--- Records for processing ---

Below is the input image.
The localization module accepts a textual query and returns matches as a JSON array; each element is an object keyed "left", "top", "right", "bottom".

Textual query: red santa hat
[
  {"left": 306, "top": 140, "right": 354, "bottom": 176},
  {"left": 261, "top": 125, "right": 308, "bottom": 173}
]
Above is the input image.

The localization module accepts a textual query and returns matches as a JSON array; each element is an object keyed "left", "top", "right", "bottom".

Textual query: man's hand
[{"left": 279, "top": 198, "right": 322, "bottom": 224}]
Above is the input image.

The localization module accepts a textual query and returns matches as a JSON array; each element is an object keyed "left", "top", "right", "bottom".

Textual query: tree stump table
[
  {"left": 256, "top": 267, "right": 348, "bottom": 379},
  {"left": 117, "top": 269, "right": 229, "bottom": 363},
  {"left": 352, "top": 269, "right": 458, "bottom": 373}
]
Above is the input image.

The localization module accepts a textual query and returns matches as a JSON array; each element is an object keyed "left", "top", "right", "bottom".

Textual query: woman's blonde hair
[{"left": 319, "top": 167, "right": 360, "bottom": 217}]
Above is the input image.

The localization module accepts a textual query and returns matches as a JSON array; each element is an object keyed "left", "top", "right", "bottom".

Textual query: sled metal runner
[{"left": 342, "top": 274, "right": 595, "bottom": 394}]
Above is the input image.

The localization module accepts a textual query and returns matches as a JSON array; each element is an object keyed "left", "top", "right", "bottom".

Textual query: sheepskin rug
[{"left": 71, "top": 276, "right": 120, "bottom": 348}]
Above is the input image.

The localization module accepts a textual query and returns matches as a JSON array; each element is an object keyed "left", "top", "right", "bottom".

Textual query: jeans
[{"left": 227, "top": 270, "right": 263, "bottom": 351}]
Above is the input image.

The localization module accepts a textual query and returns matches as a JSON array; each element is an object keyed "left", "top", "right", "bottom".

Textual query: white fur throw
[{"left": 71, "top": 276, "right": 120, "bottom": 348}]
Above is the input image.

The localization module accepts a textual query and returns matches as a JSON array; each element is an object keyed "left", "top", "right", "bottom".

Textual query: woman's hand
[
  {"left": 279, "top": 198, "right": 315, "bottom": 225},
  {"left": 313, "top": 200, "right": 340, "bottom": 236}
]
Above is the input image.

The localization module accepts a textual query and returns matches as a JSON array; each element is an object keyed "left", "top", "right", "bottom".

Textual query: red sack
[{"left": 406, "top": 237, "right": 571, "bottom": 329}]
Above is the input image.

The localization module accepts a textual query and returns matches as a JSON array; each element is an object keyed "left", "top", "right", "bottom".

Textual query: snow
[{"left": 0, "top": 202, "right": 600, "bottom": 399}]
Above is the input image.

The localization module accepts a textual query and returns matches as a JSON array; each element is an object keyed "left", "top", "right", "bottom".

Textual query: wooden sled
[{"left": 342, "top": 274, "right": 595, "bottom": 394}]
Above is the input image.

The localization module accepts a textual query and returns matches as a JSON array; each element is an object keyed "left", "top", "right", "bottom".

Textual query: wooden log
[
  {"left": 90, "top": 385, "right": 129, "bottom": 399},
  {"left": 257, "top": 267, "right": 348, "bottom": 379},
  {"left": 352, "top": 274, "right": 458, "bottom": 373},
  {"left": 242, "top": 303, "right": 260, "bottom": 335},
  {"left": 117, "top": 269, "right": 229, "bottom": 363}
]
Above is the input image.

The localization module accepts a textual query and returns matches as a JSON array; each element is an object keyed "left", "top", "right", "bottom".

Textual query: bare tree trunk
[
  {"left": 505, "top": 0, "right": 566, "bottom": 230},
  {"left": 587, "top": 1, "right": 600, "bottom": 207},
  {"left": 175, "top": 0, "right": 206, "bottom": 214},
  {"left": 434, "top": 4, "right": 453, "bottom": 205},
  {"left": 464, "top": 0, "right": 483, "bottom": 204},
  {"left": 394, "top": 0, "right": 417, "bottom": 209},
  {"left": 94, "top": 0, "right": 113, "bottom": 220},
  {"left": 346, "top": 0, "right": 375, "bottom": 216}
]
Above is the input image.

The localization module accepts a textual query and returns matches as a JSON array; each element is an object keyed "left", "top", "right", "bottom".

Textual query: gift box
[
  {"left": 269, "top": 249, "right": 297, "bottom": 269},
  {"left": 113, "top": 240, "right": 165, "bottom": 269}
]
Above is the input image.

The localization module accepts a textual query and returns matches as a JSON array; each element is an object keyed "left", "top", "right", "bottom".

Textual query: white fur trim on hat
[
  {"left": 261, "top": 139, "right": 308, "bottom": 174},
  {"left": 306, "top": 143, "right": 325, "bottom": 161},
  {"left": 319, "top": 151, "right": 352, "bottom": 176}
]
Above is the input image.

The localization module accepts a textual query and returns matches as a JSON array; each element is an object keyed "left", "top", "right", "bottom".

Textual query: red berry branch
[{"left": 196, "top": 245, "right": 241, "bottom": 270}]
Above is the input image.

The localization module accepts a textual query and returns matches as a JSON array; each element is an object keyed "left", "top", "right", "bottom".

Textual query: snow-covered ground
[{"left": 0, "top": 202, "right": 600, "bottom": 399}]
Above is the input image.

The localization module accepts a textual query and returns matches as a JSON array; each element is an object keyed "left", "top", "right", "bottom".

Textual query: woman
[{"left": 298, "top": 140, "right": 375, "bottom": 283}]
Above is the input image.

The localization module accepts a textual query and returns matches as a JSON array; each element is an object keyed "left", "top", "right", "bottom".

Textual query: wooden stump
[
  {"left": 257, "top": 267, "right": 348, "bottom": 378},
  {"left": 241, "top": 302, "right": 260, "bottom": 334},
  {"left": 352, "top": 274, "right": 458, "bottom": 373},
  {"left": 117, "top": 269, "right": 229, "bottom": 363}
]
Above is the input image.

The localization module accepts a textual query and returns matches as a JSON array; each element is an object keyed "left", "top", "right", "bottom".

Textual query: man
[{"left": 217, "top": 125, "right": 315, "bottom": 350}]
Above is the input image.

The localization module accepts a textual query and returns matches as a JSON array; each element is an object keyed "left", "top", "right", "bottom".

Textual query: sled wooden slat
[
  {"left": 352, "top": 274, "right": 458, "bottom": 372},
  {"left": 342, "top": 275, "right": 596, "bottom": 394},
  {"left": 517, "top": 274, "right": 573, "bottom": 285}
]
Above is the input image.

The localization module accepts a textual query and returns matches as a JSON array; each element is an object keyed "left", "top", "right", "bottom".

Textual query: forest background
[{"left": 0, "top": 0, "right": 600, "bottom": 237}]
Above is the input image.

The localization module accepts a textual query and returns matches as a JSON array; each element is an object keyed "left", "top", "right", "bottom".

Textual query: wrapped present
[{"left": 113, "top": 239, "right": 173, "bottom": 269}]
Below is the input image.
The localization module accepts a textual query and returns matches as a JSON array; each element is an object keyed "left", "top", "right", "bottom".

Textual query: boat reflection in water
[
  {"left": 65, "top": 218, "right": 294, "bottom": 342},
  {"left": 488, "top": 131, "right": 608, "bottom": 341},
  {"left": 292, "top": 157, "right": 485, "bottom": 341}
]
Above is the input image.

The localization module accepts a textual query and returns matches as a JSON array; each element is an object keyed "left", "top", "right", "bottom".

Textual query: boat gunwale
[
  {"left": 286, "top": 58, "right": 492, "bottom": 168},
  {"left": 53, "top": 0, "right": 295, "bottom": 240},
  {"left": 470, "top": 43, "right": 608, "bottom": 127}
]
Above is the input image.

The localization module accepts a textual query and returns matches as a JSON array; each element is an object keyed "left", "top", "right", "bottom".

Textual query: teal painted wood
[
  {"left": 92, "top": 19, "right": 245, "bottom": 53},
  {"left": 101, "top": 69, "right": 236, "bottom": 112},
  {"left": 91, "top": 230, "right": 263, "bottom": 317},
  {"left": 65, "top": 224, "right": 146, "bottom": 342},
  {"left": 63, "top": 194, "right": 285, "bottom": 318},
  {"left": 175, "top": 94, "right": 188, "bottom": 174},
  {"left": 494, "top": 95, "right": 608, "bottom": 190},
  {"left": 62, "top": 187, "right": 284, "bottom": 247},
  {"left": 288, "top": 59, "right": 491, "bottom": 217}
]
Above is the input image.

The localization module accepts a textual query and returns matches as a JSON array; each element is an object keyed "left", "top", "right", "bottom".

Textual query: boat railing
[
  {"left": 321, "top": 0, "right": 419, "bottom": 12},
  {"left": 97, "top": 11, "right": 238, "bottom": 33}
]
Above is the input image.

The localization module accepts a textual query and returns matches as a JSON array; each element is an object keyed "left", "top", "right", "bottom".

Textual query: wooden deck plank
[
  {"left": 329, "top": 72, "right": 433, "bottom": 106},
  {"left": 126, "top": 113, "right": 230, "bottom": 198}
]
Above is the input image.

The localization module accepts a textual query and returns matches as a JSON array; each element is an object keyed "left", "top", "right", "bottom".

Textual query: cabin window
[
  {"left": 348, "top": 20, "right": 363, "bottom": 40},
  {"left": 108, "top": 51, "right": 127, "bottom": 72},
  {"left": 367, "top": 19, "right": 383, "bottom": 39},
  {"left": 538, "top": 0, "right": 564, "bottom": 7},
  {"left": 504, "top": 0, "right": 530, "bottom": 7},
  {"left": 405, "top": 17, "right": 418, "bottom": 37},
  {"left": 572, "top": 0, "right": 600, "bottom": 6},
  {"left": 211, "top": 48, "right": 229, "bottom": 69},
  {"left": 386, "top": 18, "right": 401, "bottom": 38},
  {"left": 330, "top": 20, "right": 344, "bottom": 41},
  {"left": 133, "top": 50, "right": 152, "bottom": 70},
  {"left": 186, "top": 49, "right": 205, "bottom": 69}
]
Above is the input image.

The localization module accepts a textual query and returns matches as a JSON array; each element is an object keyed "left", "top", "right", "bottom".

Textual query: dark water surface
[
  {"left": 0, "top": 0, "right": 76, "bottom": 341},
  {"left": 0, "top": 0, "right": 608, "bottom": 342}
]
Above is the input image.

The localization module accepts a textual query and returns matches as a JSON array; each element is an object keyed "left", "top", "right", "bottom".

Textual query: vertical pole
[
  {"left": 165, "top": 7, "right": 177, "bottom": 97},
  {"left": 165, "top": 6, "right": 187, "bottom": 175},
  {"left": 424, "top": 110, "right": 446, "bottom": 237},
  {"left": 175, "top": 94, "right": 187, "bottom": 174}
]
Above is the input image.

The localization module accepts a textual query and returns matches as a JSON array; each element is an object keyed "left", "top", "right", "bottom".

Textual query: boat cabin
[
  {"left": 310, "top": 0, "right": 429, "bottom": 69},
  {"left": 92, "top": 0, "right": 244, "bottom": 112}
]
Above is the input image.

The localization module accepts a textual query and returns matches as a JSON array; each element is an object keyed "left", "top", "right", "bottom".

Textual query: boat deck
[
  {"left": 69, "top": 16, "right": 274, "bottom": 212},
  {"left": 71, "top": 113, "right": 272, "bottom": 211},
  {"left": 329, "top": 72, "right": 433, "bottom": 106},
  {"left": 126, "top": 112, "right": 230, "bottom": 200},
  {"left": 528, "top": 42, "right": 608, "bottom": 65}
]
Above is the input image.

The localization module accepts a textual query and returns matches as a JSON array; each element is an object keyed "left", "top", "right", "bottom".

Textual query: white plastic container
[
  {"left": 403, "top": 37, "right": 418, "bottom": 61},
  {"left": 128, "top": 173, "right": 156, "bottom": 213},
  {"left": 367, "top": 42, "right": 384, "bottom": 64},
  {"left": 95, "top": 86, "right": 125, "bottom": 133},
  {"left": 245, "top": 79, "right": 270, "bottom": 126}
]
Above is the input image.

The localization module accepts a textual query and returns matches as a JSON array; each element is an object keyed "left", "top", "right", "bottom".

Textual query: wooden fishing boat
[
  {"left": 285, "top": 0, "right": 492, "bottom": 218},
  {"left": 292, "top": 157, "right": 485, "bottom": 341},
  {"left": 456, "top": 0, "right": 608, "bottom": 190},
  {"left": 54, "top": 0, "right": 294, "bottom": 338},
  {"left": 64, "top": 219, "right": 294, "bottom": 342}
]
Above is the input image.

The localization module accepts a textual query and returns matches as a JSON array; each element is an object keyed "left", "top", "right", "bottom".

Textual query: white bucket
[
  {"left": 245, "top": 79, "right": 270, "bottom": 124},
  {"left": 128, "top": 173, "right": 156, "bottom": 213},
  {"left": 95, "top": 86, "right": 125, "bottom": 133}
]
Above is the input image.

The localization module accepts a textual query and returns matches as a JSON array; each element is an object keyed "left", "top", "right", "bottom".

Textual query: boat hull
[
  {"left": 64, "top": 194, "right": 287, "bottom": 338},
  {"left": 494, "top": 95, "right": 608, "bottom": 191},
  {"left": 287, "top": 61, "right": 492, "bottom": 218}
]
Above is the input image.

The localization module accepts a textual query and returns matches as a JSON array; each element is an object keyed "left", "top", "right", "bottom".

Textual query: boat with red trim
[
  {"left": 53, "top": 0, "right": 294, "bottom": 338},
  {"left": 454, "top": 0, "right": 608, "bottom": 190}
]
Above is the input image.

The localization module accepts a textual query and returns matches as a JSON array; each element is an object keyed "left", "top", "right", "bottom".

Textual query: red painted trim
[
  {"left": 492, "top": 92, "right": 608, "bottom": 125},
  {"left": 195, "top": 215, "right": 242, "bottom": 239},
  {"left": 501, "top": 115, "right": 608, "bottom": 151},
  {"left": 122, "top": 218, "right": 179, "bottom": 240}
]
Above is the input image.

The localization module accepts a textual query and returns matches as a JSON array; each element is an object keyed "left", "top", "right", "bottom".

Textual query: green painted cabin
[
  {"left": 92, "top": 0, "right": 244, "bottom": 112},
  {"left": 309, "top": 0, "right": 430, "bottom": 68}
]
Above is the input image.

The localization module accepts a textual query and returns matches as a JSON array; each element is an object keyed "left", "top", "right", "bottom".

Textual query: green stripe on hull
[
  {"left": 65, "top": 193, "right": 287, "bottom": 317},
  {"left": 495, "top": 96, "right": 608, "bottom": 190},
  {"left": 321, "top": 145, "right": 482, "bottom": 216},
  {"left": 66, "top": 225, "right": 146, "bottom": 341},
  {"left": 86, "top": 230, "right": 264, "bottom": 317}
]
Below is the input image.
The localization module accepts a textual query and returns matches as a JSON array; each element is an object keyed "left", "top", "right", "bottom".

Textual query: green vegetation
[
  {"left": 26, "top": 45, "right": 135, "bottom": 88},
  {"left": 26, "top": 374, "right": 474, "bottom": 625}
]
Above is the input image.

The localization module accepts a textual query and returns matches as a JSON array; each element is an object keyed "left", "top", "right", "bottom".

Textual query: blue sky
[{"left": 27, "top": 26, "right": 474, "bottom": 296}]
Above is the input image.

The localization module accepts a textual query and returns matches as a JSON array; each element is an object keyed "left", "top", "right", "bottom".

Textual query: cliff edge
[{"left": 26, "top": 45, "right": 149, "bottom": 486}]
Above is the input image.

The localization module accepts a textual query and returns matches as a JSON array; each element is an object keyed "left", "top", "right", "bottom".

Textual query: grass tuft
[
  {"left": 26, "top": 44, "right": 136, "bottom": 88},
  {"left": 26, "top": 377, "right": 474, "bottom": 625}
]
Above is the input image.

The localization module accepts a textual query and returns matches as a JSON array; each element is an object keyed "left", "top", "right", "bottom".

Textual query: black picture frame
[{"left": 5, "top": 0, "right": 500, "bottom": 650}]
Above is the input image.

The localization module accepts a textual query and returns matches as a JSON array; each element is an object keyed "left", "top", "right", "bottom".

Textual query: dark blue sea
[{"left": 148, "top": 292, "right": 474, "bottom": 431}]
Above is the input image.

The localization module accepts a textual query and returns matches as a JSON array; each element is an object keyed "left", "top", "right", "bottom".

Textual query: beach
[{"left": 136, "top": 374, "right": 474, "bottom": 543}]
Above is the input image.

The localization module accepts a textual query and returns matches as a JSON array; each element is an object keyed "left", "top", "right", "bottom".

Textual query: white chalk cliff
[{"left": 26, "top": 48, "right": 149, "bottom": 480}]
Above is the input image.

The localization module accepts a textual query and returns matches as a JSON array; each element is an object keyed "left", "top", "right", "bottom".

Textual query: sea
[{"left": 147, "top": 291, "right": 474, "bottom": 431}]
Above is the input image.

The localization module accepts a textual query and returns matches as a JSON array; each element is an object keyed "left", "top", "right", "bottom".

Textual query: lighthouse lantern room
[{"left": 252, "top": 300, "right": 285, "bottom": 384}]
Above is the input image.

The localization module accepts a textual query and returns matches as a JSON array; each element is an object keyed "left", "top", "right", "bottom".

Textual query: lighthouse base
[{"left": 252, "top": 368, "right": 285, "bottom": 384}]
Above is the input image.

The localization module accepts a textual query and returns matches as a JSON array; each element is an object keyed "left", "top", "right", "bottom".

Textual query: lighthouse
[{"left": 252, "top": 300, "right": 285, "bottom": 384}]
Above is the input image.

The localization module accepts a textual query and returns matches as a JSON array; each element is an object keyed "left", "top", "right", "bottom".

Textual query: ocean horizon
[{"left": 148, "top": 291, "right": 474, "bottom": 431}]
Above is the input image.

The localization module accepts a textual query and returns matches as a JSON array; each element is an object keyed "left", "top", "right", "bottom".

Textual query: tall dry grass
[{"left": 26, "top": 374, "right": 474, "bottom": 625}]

---

_What you have to do:_ Report how many lines in the rows above contain the string "woman". Give only the number.

_Completed exercise:_ 3